:: Task directions ::
Could you reproduce the items below, from the line containing "Would you mind boxing the door" through the end of the items, swapping "tree" for "shrub" and leaving everything else unchanged?
☆ ☆ ☆ ☆ ☆
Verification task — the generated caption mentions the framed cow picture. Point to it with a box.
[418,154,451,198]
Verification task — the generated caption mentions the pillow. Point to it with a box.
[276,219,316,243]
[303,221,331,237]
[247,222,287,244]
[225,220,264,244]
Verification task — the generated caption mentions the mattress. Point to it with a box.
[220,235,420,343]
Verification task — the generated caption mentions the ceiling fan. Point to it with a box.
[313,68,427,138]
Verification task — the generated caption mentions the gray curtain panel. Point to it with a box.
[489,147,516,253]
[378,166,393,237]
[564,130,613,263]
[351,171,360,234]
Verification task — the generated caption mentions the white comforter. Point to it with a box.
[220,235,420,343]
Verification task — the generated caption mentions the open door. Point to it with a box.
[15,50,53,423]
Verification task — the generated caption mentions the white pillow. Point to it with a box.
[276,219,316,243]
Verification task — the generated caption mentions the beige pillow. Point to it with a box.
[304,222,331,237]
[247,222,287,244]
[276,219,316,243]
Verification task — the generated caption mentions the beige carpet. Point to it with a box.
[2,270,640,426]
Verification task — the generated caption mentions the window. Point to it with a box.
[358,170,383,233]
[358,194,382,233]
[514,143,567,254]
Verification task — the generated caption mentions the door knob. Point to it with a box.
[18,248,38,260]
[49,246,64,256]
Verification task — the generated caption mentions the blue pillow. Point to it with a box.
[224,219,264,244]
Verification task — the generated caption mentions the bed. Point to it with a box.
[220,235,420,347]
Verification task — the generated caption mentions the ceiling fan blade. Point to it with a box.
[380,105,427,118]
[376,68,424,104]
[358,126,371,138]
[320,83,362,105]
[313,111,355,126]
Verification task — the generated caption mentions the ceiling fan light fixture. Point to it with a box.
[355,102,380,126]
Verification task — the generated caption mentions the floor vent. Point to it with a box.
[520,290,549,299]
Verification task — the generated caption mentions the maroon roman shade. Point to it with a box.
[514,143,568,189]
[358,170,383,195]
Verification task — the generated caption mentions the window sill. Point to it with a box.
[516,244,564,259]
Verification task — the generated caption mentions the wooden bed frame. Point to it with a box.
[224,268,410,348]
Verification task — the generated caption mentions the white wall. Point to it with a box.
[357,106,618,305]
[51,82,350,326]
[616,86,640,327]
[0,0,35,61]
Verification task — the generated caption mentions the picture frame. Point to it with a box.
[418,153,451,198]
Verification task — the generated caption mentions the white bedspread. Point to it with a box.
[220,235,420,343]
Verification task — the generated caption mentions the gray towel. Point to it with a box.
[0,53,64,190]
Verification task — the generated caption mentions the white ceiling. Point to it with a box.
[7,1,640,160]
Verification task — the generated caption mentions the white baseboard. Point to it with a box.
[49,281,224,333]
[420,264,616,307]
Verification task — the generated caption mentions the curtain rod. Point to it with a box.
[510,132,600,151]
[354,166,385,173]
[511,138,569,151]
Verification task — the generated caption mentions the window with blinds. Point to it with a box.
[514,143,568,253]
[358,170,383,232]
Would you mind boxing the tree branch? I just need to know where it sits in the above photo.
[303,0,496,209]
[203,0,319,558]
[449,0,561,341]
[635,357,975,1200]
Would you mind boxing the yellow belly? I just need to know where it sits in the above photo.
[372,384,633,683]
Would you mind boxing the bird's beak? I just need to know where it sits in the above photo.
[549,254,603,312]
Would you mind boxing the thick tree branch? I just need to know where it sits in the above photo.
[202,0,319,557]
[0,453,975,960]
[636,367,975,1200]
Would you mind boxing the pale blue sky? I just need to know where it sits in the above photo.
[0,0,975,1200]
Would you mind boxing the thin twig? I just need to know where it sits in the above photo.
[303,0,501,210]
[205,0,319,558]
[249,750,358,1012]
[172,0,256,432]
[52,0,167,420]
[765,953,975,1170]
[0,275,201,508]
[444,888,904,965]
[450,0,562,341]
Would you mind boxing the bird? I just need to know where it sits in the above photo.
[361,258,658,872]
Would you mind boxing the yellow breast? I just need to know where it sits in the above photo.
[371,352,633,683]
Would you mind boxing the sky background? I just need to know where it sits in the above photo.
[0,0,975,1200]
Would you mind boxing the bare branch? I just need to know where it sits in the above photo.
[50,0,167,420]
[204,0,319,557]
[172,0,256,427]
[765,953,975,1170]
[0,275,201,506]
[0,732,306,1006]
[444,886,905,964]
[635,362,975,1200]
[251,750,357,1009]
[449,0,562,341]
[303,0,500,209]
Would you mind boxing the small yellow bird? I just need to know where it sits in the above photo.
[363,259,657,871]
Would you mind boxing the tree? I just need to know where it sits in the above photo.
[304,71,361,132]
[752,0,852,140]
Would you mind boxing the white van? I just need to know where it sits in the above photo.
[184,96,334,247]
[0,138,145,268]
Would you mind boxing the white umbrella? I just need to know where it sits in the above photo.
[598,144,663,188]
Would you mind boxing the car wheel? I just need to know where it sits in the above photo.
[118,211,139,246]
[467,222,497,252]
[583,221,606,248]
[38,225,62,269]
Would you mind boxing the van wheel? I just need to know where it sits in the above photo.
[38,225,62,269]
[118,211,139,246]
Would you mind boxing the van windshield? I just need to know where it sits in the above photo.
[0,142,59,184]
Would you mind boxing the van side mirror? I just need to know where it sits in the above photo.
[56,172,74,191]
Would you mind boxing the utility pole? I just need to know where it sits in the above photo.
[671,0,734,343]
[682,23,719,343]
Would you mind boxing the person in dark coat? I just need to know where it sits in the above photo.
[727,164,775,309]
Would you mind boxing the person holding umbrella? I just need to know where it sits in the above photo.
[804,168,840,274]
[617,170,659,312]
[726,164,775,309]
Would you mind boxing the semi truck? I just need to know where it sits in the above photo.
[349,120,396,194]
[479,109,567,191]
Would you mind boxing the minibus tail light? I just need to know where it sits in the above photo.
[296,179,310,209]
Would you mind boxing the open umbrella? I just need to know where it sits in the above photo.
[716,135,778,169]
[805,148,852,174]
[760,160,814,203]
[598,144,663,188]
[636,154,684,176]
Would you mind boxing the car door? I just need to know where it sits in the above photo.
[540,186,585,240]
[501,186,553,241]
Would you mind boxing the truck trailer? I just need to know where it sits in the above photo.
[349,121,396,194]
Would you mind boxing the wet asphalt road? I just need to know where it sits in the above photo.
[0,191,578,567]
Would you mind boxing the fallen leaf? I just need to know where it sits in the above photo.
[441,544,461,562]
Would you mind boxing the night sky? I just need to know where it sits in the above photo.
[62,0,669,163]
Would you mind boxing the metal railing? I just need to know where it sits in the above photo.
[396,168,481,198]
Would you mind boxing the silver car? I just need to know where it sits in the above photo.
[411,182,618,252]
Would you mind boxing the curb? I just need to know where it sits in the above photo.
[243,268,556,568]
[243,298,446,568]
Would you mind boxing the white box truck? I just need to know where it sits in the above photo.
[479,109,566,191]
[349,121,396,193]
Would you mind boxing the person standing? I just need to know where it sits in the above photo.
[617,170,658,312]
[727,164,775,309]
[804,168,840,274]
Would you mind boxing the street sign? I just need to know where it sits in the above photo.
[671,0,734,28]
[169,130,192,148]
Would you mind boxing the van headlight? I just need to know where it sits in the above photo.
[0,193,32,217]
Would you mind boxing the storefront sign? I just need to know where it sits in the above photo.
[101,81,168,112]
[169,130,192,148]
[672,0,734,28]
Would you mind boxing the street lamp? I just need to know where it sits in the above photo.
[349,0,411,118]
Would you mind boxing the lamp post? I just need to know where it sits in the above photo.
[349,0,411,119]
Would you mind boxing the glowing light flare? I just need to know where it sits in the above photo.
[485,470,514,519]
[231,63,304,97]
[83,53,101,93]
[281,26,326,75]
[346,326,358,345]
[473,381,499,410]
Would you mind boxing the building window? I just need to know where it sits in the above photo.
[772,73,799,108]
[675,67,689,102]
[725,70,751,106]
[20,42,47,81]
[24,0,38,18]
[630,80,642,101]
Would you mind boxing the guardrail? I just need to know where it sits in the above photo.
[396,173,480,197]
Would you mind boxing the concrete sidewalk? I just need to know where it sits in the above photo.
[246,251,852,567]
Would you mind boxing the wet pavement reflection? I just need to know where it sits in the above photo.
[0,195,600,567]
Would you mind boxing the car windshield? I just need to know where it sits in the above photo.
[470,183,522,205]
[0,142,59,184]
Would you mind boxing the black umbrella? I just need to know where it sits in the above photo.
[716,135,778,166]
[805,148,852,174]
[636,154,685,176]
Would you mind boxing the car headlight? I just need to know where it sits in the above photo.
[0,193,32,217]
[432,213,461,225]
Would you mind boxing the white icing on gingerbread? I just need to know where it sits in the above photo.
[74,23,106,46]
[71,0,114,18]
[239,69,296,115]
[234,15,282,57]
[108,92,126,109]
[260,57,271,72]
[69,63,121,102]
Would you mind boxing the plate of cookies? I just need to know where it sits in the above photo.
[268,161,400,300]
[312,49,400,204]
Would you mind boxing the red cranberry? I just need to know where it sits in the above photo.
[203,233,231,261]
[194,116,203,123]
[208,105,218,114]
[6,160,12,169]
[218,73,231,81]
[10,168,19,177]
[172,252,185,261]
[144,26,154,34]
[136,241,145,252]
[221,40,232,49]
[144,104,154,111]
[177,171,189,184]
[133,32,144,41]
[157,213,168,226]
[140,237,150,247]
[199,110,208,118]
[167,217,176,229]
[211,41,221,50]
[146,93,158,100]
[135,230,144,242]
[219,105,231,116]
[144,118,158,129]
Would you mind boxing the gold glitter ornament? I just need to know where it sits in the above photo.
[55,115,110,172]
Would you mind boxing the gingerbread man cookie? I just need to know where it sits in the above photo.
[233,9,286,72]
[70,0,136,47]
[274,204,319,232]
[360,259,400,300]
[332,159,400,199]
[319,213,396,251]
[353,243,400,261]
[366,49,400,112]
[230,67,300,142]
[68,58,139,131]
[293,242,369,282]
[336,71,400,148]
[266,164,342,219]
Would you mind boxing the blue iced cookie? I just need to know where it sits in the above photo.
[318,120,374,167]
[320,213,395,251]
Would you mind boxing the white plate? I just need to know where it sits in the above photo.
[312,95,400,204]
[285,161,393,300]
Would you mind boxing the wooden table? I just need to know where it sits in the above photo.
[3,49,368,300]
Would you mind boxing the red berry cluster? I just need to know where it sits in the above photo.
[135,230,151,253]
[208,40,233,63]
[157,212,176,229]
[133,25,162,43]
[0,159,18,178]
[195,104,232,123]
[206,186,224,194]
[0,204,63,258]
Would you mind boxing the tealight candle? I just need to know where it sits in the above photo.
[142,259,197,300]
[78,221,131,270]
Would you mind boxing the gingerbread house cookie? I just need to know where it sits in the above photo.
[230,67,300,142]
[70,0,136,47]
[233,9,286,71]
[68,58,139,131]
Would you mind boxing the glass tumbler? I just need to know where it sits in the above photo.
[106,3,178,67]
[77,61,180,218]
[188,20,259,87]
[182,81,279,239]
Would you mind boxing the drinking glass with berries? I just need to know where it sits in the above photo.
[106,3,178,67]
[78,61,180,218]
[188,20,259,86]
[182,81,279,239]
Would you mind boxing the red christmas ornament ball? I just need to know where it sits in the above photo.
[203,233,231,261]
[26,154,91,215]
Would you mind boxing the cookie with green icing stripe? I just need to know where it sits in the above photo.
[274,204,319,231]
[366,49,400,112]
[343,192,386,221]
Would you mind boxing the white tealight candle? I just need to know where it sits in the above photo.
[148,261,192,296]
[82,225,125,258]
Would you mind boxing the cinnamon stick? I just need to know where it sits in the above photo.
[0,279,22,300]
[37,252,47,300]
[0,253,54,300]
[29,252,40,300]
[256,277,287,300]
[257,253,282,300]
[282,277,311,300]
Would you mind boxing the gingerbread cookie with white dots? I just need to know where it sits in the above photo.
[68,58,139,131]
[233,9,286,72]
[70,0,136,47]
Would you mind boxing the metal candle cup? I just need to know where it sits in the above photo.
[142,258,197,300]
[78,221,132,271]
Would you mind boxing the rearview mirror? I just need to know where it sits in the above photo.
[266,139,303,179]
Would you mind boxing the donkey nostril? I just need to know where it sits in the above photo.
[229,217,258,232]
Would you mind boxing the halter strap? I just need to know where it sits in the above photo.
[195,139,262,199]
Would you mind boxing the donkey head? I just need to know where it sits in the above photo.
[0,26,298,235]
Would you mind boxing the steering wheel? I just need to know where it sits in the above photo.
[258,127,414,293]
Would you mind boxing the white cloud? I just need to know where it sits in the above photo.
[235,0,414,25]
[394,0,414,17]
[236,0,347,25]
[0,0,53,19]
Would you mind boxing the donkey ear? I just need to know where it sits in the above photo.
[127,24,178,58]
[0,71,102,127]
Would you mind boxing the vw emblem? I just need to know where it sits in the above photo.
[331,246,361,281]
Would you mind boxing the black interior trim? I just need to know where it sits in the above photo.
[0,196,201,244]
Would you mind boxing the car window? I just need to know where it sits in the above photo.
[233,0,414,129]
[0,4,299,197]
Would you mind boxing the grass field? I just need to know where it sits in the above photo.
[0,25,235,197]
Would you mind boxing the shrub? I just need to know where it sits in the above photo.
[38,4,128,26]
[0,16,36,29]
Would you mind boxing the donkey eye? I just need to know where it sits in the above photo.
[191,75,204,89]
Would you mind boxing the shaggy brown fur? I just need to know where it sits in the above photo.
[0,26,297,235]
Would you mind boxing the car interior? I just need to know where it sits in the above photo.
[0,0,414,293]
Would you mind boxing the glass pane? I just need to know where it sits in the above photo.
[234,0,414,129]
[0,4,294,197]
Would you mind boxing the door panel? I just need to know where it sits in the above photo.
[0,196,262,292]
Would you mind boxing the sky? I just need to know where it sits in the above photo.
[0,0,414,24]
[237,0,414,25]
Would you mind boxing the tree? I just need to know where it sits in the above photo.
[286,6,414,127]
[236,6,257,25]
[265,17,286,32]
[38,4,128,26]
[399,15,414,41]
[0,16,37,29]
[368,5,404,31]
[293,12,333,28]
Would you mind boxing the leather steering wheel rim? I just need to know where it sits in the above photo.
☆ ☆ ☆ ☆ ☆
:: Solution for this exercise ::
Would you mind boxing the door panel? I just need to know where it sits in the above photo.
[0,196,262,292]
Would you mind boxing the sky? I just need to know where it sits in the above photo.
[0,0,414,24]
[237,0,414,25]
Would you mind boxing the shrub? I just need to know where it sits in the above photo.
[286,6,414,127]
[236,6,257,25]
[265,17,286,32]
[38,4,128,26]
[399,15,414,41]
[0,16,37,29]
[368,5,404,31]
[293,12,333,28]
Would you mind boxing the leather steering wheel rim? I just need to know where it sits in the above photo.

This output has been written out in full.